[[ SELECTED EXCERPT, beginning ]]
Reading the output. The interaction coefficient stateCalifornia:prepostPost is roughly $-5.68$ packs (HAC SE ≈ 5.39, $p \approx 0.31$). That is dramatically smaller than the naive $-27.02$ from chapter 1, and statistically indistinguishable from zero. Why? Because the prepostPost main effect is also large: $-21.34$ packs. Nevada’s own cigarette sales fell by 21.3 packs between 1984–1988 and 1989–1993. When DiD subtracts that Nevada change from California’s change, almost all of California’s drop is absorbed.

4.5 Visual diagnostic

What to look for. DiD rests entirely on the parallel-trends assumption: that California and Nevada would have moved in lockstep absent the policy. The data themselves cannot prove this counterfactual, but we can at least inspect the pre-period by plotting both states on the same axes over the full 1970–2000 window. Three features matter visually: (1) do the two pre-1989 lines move roughly in parallel? (2) does Nevada also bend downward after 1989, and if so, by how much? (3) is the post-1989 gap between California and Nevada much bigger than the pre-period gap? If Nevada is itself trending down post-1989, the DiD contrast collapses — the Nevada change subtracts away most of California’s drop.
[[ SELECTED EXCERPT, end ]]
**WORK ORDER A**
Answer these questions using the difference-in-differences passage:
(i) What naive estimate from chapter 1 is the interaction coefficient compared against?
(ii) By how many packs did Nevada's cigarette sales fall between 1984–1988 and 1989–1993?
(iii) Over what span of years does the passage suggest plotting both states?
**WORK ORDER B**
Proceed with the difference-in-differences passage, picking up right after its final sentence.
The listing has no connection to the difference-in-differences passage.
[[ SUPPLIED RECORDS, beginning ]]
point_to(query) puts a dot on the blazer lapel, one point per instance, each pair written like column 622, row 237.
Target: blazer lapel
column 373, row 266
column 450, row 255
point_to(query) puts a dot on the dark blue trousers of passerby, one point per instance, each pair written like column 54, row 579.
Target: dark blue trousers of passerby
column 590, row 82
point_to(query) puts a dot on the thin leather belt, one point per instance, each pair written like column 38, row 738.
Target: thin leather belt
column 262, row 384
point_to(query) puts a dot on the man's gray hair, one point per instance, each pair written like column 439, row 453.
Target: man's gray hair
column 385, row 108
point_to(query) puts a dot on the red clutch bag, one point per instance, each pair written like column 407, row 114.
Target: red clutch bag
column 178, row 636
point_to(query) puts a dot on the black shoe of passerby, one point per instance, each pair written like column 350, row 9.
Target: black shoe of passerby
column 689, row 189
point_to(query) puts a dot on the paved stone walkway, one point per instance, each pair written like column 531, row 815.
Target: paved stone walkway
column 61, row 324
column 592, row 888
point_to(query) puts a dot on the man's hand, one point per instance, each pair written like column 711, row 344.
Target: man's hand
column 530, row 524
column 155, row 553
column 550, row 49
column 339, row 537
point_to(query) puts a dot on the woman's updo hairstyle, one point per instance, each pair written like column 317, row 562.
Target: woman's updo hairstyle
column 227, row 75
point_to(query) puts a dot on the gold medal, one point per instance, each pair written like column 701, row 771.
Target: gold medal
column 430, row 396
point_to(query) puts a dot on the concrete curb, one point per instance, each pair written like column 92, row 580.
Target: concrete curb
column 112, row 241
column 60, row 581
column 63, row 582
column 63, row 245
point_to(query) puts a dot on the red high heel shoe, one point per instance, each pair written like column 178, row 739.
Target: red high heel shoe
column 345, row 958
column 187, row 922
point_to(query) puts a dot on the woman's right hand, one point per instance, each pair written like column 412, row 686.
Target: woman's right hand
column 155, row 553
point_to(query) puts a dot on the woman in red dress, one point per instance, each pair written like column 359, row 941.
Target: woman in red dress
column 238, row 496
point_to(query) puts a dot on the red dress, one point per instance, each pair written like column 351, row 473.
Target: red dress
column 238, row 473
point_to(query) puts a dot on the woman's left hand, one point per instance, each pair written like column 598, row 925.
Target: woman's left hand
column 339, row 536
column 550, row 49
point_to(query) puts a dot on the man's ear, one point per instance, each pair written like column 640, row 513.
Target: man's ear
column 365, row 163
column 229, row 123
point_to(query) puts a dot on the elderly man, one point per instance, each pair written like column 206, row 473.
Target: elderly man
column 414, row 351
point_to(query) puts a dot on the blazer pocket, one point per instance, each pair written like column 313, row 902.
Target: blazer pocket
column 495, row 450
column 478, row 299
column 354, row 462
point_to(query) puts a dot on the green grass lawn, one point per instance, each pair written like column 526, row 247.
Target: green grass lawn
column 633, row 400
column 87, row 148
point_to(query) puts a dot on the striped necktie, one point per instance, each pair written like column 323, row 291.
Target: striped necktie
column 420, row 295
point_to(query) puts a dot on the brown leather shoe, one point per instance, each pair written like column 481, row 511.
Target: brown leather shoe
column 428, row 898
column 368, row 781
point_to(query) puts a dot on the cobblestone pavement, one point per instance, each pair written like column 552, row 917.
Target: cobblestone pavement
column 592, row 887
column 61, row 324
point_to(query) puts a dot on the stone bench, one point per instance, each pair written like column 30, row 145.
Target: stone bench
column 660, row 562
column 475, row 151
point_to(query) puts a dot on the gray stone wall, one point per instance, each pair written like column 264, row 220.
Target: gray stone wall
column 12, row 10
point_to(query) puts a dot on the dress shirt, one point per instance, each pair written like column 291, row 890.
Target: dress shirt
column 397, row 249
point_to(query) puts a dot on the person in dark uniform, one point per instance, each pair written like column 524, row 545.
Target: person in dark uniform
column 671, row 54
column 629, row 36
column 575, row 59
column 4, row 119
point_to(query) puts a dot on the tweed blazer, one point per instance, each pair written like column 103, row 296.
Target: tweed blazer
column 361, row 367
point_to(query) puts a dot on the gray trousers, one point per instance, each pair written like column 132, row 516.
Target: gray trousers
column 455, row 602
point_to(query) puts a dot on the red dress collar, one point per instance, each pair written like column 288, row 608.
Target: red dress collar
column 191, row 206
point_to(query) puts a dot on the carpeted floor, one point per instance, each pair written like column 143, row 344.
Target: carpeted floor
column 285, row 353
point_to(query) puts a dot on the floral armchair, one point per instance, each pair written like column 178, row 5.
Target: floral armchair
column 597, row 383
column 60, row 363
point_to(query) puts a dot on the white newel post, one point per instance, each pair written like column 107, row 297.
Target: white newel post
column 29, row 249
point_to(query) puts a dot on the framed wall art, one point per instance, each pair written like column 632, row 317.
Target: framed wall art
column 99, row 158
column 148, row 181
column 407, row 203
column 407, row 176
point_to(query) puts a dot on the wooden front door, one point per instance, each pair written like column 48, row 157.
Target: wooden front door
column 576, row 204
[[ SUPPLIED RECORDS, end ]]
**EXERCISE ANSWER A**
(i) −27.02 packs
(ii) 21.3 packs
(iii) 1970–2000

**EXERCISE ANSWER B**
Code

two_states <- prop99 |>
  filter(state %in% c("California", "Nevada"))

ggplot(two_states, aes(x = year, y = cigsale, color = state)) +
  geom_line(linewidth = 1.1) +
  geom_vline(xintercept = 1988.5, color = "#94a3b8",
             linetype = "dashed", linewidth = 0.7) +
  scale_color_manual(values = c("California" = "#d97757",
                                "Nevada"     = "#6a9bcc")) +
  labs(x = "Year", y = "Cigarette sales (packs per capita)",
       color = NULL) +
  theme_minimal()

Figure 4.2: California vs Nevada, 1970–2000. Nevada is also declining post-1988, so the DiD contrast collapses.

This is the textbook DiD pitfall. A single control unit that itself is shifting in the same direction makes the contrast collapse. Nevada is geographically and culturally adjacent to California. It inherits many of the same secular forces: rising health awareness, federal tobacco settlements, retail-price spillovers. So it is a poor “what would California have done?” control.

Common pitfall. Picking the one “most similar” control by hand. If your single control is subject to the same secular forces as the treated unit — geographic neighbours, policy spillovers, regional macro shocks — the contrast collapses and DiD silently reports zero.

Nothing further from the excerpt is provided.